**TASK TO CARRY OUT:** Find the word "dress" in the records below. List each line containing it.
+++
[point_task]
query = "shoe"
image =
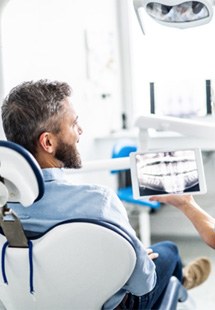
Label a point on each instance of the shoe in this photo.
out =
(196, 272)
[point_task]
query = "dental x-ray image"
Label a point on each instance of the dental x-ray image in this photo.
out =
(167, 172)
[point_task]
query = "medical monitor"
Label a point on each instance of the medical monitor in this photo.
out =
(164, 172)
(181, 98)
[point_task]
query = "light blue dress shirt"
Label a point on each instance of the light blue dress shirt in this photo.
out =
(63, 200)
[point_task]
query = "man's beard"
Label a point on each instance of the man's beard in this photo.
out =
(68, 155)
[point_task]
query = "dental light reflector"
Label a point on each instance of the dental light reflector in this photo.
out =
(175, 13)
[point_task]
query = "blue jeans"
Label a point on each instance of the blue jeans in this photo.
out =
(167, 264)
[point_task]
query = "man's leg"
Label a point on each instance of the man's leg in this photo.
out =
(167, 264)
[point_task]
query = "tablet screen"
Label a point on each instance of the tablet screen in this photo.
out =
(166, 172)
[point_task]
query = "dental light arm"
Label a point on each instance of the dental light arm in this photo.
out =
(175, 13)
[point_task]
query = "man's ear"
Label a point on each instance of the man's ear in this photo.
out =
(46, 141)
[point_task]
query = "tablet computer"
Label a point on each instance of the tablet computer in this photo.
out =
(165, 172)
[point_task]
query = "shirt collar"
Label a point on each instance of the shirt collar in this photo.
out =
(50, 174)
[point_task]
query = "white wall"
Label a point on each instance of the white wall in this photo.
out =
(71, 40)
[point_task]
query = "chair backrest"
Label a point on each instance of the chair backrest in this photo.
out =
(73, 266)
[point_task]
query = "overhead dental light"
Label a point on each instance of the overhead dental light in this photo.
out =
(175, 13)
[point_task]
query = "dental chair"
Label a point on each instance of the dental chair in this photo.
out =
(68, 267)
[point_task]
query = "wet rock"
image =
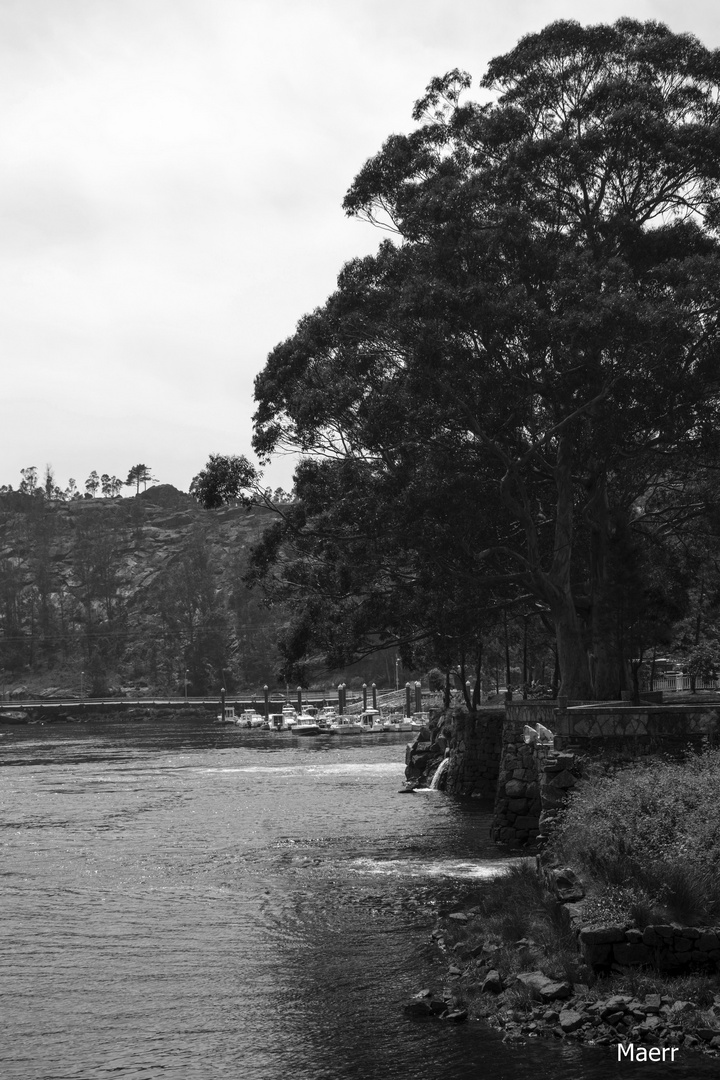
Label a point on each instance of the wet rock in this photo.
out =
(570, 1021)
(545, 988)
(567, 886)
(492, 983)
(418, 1009)
(456, 1015)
+++
**EXPECTED ANSWER:**
query = "light blue dress shirt"
Label a point on each instance of the light blue dress shirt in this photo.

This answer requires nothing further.